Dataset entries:
+-------+
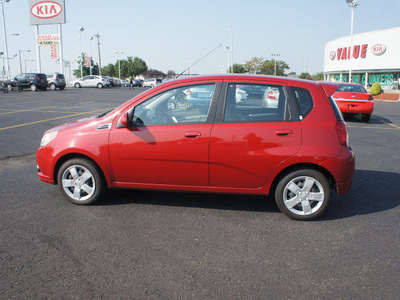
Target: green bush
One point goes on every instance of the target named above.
(376, 89)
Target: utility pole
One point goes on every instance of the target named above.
(98, 48)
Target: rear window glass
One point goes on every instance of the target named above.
(304, 101)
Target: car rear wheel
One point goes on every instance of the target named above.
(80, 181)
(365, 117)
(303, 194)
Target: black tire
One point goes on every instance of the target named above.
(294, 190)
(365, 117)
(81, 182)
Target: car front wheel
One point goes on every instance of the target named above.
(80, 181)
(303, 194)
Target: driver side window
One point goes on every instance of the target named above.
(183, 105)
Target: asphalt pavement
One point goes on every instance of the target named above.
(167, 245)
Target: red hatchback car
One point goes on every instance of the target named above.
(353, 98)
(296, 152)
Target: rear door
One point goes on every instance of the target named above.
(249, 140)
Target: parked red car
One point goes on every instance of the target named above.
(353, 98)
(295, 152)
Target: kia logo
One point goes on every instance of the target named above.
(46, 9)
(378, 49)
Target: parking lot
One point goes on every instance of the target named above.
(146, 244)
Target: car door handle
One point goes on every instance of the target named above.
(192, 134)
(283, 132)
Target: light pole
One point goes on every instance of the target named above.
(227, 50)
(5, 36)
(352, 4)
(119, 64)
(81, 29)
(90, 53)
(98, 48)
(275, 55)
(25, 63)
(20, 61)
+-------+
*TASK BRIEF*: Print each of the records above exactly as written, leaving no picture in the copy.

*RESPONSE TO THIS TASK*:
Target: green bush
One point goes on every instance of the target named above.
(376, 89)
Target: utility pole
One point goes on every instance of the target named above.
(98, 48)
Target: rear window glass
One point goes on every instance of the target named above.
(304, 101)
Target: car rear wheel
One point goes on every instance of the target named above.
(80, 181)
(365, 117)
(303, 194)
Target: black tire
One point goes on every instance of the target named above.
(294, 190)
(365, 117)
(81, 182)
Target: car front wheel
One point goes on every instance of the target named above.
(80, 181)
(303, 194)
Target: driver side window
One point goes on every instance of the target named above.
(183, 105)
Target: asphalt pavement
One point goes on every instance of the target named above.
(167, 245)
Target: red hatchback car
One point goes on every instance of the target named above.
(353, 98)
(296, 152)
Target: rear door
One point goes on every instance of the target named above.
(249, 140)
Target: parked red car
One point goes on every instance of the target named above.
(353, 98)
(295, 152)
Target: kia logo
One point goes on every instance of the target named above.
(46, 9)
(378, 49)
Target: parking lot
One point goes on every instance of the target named above.
(146, 244)
Target: car door handle
One point goes on every instance of the target named above.
(192, 134)
(283, 132)
Target: light pole
One point goes on every instance of the target named above.
(227, 50)
(5, 36)
(352, 4)
(119, 64)
(81, 29)
(90, 53)
(98, 48)
(275, 55)
(25, 63)
(20, 61)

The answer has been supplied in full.